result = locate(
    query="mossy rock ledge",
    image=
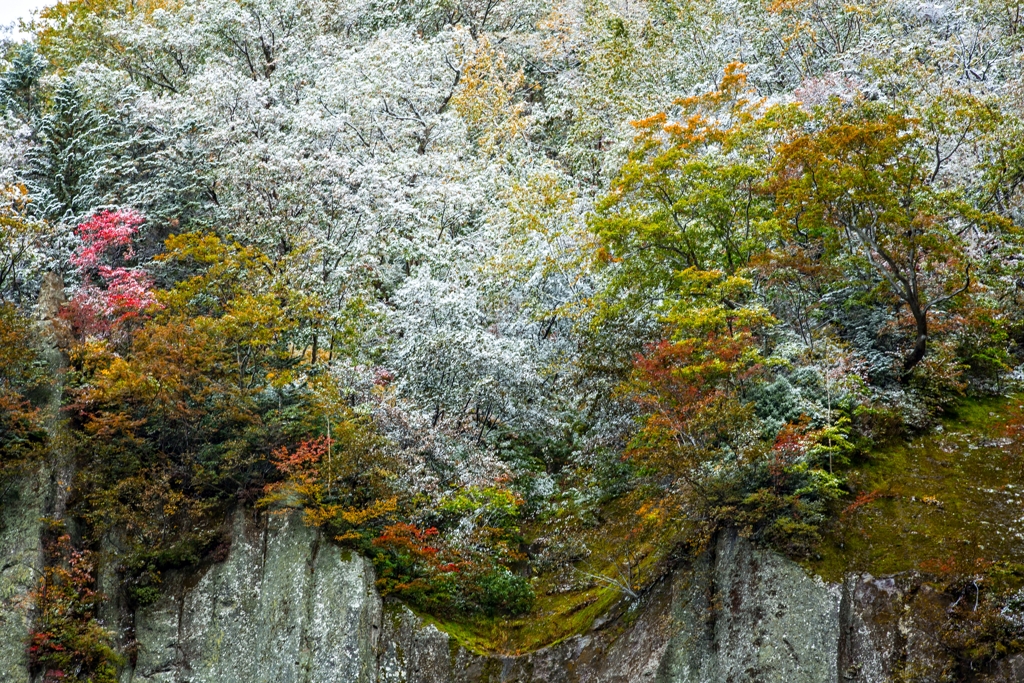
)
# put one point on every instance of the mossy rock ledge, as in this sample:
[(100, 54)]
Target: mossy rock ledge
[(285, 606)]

══════════════════════════════

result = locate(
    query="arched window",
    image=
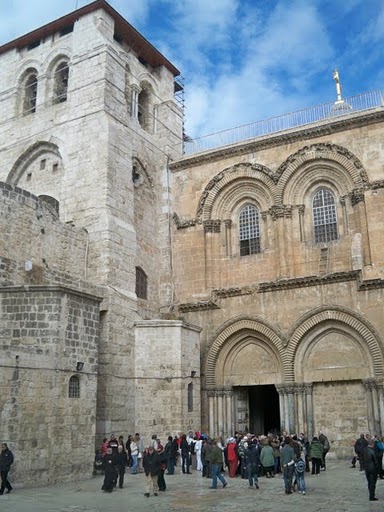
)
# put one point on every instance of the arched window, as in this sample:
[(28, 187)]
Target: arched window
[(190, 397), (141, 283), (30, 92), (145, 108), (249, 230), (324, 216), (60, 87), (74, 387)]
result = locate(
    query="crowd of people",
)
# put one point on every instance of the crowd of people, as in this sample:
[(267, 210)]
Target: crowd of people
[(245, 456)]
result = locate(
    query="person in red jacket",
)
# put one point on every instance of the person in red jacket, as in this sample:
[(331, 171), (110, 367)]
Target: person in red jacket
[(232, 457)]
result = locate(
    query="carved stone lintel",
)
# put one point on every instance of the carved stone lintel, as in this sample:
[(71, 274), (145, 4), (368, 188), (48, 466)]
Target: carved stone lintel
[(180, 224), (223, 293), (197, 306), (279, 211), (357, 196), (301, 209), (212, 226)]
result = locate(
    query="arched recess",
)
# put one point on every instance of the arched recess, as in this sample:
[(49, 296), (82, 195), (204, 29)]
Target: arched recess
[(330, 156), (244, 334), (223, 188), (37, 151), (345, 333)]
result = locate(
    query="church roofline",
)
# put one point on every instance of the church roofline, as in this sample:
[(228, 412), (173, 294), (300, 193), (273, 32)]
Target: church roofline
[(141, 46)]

══════════════════════════════

Pick out every line in the rows above that contains the word "mossy".

    query="mossy rock ledge",
# put one point on every instance of the mossy rock ledge, as in this sample:
Target: mossy rock ledge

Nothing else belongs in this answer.